_Opdracht_
Zet de alinea in het tekstfragment die begint met "De leden van de PvdA-fractie zien niet in" om in een korte opsomming. Behoud daarbij de belangrijkste feiten.

_Tekstfragment_
☆ ☆ ☆ ☆

De aan het woord zijnde leden begrijpen niet goed wat de regering bedoelt met de opmerking dat naast vervolging van de rechtspersoon ook de verantwoordelijke bestuurders vervolgd kunnen worden. Zien deze leden het goed als zij aannemen dat voor een zelfde feit zowel de rechtspersoon namens wie een bepaalde handeling is verricht als degene die in dienst van de rechtspersoon of voor de rechtspersoon de feitelijke handeling heeft verricht, vervolgd kunnen worden? Bijvoorbeeld indien de rechtspersoon X verdacht wordt van gebruik van voorwetenschap, zowel rechtspersoon X als de bestuurder A, die de handeling feitelijk verricht heeft, vervolgd kunnen worden? En indien het feit voldoende bewezen is, beide «personen» afzonderlijk een boete op te leggen voor hetzelfde feit? Deze leden vragen zich af, indien dit de strekking van de opmerking was, of dit een novum is in het Nederlandse strafrecht dan wel het bestuursrecht.

De leden van de PvdA-fractie zien niet in waarom de regering een onderscheid wenst te maken tussen overtreding waarvoor een boete kan worden opgelegd en die waarvoor een dwangsom meer geëigend lijkt, de zogenaamde doorlopende en niet-doorlopende delicten. Dit onderscheid komt deze leden kunstmatig voor. Zij zijn van mening dat de bestuursorganen die verantwoordelijk worden voor de uitvoering van deze regeling een beter inzicht hebben in welke maatregel voor welke overtreding of voor welke overtreder het meest effectief kan zijn dan de regering of de Tweede Kamer. Kan de regering toelichten waarom niet simpelweg gekozen is voor toepasselijkheid van artikel 5:32, eerste lid, Awb? In dat geval kan de toezichthouder voor alle overtreding waarvoor zij een boete kan opleggen tevens een last onder dwangsom opleggen. Overigens zijn deze leden van mening dat artikel 5:32, eerste lid, Awb op dit wetsvoorstel van toepassing is, daar de werking van de Awb nergens met zoveel woorden is uitgesloten. Zij verwijzen naar hun eerdere opmerking.

Wel hopen deze leden dat de toezichthouders ervoor zullen waken de dwangsom niet zo in te zetten dat deze feitelijk een boete wordt. Zo kunnen deze leden zich voorstellen dat betrokkenen een redelijke termijn gegund moet worden een last onder dwangsom na te komen, dat er rekening wordt gehouden met de omstandigheden van het geval.

☆ ☆ ☆ ☆

_Te beoordelen gegevens_

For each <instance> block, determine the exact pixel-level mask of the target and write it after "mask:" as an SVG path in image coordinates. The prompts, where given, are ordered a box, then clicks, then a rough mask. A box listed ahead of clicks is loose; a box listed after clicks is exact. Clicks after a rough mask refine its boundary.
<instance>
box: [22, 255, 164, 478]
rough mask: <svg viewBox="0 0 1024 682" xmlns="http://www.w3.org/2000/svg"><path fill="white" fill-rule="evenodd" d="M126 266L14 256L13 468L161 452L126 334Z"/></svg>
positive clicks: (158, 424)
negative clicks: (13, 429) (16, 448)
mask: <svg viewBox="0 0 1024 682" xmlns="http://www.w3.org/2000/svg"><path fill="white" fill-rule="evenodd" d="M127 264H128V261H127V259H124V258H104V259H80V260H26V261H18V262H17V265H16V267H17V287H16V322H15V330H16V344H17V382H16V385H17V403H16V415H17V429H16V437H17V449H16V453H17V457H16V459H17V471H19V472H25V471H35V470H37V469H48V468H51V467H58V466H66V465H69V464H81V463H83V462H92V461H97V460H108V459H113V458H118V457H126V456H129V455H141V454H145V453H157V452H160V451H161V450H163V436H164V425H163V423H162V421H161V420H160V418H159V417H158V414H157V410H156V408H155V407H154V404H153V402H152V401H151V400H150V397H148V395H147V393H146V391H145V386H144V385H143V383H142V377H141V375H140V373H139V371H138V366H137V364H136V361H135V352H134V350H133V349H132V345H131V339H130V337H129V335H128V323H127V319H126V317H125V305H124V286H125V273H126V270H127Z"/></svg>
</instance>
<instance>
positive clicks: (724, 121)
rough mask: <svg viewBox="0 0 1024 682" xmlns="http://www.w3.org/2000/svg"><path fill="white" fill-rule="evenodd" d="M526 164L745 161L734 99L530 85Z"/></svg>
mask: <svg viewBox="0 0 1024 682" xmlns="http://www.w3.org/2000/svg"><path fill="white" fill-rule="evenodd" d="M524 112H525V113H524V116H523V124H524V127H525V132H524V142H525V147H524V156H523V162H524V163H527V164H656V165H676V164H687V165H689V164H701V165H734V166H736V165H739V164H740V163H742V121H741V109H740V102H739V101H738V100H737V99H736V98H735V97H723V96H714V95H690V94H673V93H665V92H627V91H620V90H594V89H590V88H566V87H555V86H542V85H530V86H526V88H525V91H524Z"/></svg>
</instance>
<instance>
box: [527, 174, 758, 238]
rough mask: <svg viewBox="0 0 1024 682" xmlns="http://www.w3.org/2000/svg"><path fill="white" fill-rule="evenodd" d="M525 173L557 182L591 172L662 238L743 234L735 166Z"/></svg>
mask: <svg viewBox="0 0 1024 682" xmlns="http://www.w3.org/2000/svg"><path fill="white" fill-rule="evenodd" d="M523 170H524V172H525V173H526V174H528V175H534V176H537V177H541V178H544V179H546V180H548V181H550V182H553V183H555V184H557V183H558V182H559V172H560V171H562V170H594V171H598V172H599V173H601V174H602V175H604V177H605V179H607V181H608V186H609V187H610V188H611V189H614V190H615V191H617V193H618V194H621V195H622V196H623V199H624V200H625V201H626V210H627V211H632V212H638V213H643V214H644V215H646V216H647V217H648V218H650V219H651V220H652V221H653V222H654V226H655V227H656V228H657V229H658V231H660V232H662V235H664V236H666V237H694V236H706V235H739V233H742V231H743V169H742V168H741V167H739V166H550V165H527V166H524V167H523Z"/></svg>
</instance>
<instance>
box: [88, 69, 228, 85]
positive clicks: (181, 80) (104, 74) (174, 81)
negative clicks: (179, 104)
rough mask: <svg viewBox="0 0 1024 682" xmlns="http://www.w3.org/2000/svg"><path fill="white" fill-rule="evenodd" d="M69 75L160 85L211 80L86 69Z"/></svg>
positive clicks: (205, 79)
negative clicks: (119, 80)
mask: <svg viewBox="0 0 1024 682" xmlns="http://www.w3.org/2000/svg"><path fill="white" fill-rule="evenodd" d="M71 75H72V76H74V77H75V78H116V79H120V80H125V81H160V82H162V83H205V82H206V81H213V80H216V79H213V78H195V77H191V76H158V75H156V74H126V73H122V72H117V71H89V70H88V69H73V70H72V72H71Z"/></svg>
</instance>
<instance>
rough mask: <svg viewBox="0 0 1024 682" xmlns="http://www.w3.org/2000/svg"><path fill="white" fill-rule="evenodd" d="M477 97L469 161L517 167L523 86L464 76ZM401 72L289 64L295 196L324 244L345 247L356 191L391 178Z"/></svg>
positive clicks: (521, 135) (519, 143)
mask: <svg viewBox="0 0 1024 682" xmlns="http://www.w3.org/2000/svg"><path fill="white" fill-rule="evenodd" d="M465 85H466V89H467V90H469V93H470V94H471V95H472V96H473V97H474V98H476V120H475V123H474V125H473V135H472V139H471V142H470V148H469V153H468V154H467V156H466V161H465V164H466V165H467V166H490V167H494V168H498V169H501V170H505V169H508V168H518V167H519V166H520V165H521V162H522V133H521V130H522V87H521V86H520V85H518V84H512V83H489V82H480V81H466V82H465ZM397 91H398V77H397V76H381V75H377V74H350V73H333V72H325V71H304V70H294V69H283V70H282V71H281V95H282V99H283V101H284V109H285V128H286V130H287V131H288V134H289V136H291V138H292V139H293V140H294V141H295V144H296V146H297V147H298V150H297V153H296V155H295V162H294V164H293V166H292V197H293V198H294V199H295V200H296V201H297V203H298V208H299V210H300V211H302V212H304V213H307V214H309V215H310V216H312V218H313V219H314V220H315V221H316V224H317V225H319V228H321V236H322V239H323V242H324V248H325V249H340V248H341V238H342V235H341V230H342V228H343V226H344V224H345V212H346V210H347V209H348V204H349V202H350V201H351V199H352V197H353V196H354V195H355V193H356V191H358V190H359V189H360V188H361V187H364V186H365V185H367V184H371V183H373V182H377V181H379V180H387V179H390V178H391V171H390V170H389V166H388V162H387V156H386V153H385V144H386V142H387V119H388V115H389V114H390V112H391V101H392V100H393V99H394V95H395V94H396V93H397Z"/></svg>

☆ ☆ ☆ ☆

_Uitwerking_
- De PvdA-fractie ziet niet in waarom de regering onderscheid maakt tussen overtredingen waarvoor een boete kan worden opgelegd en overtredingen waarvoor een dwangsom geschikter lijkt, de doorlopende en niet-doorlopende delicten. Zij vindt dat onderscheid kunstmatig.
- Volgens de fractie weten de bestuursorganen die de regeling uitvoeren beter dan de regering of de Tweede Kamer welke maatregel bij welke overtreding of overtreder het meest effectief is.
- Zij vraagt de regering toe te lichten waarom niet simpelweg is gekozen voor toepasselijkheid van artikel 5:32, eerste lid, Awb. Dan kan de toezichthouder bij elke overtreding waarvoor een boete mogelijk is, ook een last onder dwangsom opleggen.
- De fractie meent dat dit artikel al op het wetsvoorstel van toepassing is, omdat de werking van de Awb nergens met zoveel woorden is uitgesloten. Zij verwijst naar haar eerdere opmerking.